▸ QUOTED TEXT
(begin)

# AWS Analytics Reference Architecture
The AWS Analytics Reference Architecture is a set of analytics solutions put together as end-to-end examples.
It regroups AWS best practices for designing, implementing, and operating analytics platforms through different purpose-built patterns, handling common requirements, and solving customers' challenges.
This project is composed of:
* Reusable core components exposed in an AWS CDK (Cloud Development Kit) library currently available in [Typescript](https://www.npmjs.com/package/aws-analytics-reference-architecture) and [Python](https://pypi.org/project/aws-analytics-reference-architecture/). This library contains [AWS CDK constructs](https://constructs.dev/packages/aws-analytics-reference-architecture/?lang=python) that can be used to quickly provision analytics solutions in demos, prototypes, proof of concepts and end-to-end reference architectures.
* Reference architectures consumming the reusable components to demonstrate end-to-end examples in a business context. Currently, the [AWS native reference architecture](https://aws-samples.github.io/aws-analytics-reference-architecture/) is available.
This documentation explains how to get started with the core components of the AWS Analytics Reference Architecture.

(end)

▸ EXCERPTED DATA
(begin)

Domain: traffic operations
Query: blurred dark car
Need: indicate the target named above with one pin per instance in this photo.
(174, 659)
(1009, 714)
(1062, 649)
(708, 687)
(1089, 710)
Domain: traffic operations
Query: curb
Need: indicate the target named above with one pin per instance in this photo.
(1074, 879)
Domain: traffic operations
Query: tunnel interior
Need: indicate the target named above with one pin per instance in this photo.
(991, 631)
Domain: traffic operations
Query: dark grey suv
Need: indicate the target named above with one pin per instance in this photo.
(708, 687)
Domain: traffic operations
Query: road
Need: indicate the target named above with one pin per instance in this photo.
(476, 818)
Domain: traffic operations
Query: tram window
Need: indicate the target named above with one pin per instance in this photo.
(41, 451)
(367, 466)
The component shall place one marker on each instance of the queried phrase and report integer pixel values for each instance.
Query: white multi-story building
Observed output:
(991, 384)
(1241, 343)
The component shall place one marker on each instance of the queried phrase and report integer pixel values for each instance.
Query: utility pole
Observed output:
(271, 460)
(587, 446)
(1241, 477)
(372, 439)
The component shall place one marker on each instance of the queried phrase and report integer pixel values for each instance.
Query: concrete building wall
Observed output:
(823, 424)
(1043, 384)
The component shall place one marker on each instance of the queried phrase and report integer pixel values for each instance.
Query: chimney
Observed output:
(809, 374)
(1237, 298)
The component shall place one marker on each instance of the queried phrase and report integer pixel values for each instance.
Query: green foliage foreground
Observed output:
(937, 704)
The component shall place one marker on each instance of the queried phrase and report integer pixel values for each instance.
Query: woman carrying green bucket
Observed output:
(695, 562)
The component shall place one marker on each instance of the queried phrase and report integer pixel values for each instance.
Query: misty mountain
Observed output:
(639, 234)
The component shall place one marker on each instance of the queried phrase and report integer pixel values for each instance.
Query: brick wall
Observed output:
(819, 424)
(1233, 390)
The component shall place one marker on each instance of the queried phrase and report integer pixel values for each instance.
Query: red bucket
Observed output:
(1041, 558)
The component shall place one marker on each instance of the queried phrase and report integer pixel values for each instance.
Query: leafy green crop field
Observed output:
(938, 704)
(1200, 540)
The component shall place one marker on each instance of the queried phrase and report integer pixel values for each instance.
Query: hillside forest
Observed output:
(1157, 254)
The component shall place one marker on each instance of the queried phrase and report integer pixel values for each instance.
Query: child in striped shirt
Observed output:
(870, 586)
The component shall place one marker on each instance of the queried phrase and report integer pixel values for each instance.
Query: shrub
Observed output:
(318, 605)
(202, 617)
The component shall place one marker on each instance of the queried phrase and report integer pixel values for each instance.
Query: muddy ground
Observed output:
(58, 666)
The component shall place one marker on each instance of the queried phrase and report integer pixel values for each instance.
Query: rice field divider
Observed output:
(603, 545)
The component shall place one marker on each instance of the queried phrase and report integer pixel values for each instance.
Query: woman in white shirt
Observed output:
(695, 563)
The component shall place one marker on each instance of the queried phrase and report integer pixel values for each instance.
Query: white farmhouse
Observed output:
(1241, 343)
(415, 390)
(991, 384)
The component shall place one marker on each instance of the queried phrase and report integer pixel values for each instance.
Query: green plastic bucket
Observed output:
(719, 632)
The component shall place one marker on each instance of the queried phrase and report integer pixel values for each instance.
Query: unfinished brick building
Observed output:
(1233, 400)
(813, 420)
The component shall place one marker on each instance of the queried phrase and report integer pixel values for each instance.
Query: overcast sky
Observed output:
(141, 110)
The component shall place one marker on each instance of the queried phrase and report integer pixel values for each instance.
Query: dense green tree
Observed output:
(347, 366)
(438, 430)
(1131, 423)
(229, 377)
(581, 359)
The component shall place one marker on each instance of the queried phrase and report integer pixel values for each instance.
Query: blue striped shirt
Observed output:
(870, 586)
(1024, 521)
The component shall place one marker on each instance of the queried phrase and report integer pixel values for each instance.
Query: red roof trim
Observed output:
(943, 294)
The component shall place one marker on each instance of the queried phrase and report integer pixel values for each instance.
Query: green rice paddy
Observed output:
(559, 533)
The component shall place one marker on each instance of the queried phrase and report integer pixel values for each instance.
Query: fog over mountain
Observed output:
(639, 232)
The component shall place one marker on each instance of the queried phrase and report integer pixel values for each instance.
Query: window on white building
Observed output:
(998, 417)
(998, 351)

(end)

▸ REQUIREMENT 1
According to the AWS Analytics Reference Architecture page, in which languages is the library of core components currently available?
▸ REQUIREMENT 2
Echo the stretch of the AWS Analytics Reference Architecture page from "It regroups AWS" through "end-to-end reference architectures.".
Work from the AWS Analytics Reference Architecture page alone, not the records.

▸ PROBLEM SOLUTION 1
Typescript and Python.

▸ PROBLEM SOLUTION 2
It regroups AWS best practices for designing, implementing, and operating analytics platforms through different purpose-built patterns, handling common requirements, and solving customers' challenges.
This project is composed of:
* Reusable core components exposed in an AWS CDK (Cloud Development Kit) library currently available in [Typescript](https://www.npmjs.com/package/aws-analytics-reference-architecture) and [Python](https://pypi.org/project/aws-analytics-reference-architecture/). This library contains [AWS CDK constructs](https://constructs.dev/packages/aws-analytics-reference-architecture/?lang=python) that can be used to quickly provision analytics solutions in demos, prototypes, proof of concepts and end-to-end reference architectures.